The task:
Render every line of the entries below as a Markdown table with the columns "No." and "Text", numbering the rows and omitting blank lines and the images.

Dataset records:
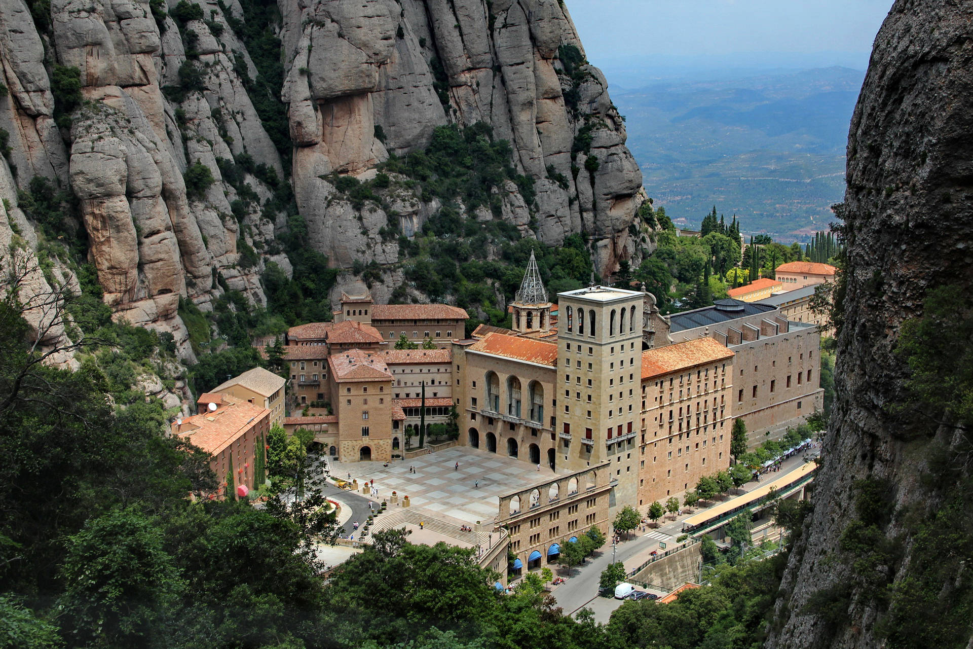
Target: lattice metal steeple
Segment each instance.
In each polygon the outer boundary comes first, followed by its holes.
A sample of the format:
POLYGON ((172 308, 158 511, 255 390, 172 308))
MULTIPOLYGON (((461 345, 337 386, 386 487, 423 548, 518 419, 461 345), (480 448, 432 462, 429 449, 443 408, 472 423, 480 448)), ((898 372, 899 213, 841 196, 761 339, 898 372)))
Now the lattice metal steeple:
POLYGON ((515 300, 523 305, 543 305, 547 303, 547 290, 541 281, 541 273, 537 270, 537 260, 534 251, 530 251, 530 261, 527 262, 527 271, 523 273, 521 290, 515 300))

Answer to this problem:
| No. | Text |
|---|---|
| 1 | Target: lattice metal steeple |
| 2 | Segment each instance. |
| 3 | In each polygon the outer boundary comes first, followed by its holes. |
| 4 | A sample of the format: |
| 5 | POLYGON ((172 308, 158 511, 255 390, 172 308)) |
| 6 | MULTIPOLYGON (((461 345, 337 386, 386 487, 423 548, 518 419, 461 345), (480 448, 432 462, 429 449, 443 408, 472 423, 480 448)), ((898 372, 899 213, 841 196, 761 339, 898 372))) |
| 7 | Now the lattice metal steeple: |
| 8 | POLYGON ((515 300, 523 305, 543 305, 547 303, 547 290, 541 281, 541 273, 537 270, 537 260, 534 251, 530 251, 530 261, 527 262, 527 271, 523 273, 521 290, 515 300)) |